DATASET RECORDS
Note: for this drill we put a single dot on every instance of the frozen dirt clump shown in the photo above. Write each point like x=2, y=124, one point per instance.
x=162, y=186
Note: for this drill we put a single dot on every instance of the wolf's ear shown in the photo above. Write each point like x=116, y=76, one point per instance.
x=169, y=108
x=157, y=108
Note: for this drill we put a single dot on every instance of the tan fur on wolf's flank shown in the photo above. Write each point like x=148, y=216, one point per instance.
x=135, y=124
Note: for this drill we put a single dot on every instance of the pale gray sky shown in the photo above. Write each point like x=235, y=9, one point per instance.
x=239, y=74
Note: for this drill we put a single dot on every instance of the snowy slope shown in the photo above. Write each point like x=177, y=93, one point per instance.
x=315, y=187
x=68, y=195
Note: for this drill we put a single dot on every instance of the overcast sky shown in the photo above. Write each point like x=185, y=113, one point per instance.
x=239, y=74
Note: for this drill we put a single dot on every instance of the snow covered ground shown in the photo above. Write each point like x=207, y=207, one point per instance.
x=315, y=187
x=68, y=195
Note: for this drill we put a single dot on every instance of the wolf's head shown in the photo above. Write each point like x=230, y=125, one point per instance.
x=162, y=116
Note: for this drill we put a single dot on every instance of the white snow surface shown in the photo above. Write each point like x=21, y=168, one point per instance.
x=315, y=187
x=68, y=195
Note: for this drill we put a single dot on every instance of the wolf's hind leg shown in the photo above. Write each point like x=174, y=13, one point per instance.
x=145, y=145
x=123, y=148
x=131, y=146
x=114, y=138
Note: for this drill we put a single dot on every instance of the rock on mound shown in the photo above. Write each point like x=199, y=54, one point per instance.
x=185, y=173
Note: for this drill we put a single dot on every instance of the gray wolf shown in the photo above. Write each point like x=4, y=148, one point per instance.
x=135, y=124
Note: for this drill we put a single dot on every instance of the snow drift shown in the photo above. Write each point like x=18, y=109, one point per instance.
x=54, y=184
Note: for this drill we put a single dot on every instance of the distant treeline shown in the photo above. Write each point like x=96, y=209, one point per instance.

YOUR INSTRUCTIONS
Print again the material above, limited to the lines from the one holding "y=13, one point per instance." through the last, inclusive.

EXERCISE RESPONSE
Note: for this drill we put a single dot on every instance of the wolf's hind leg shown in the photo above. Write each point like x=174, y=13, one point per instance.
x=145, y=145
x=123, y=148
x=131, y=146
x=114, y=138
Note: for this drill we put a single dot on every instance of the rock on mound shown in the photo above. Write each point like x=199, y=54, one point per instance.
x=185, y=173
Note: for this drill we put a single dot on every instance of the gray wolf shown in the photo above. Write each point like x=4, y=148, one point per instance.
x=135, y=124
Note: for this drill we put a single dot on every instance of the snow drift shown in the photo above. Write each point like x=18, y=109, one point per instance.
x=54, y=184
Note: for this drill we put a single dot on every instance of the distant treeline shown in the photo above. Write each point like x=96, y=209, one point per instance.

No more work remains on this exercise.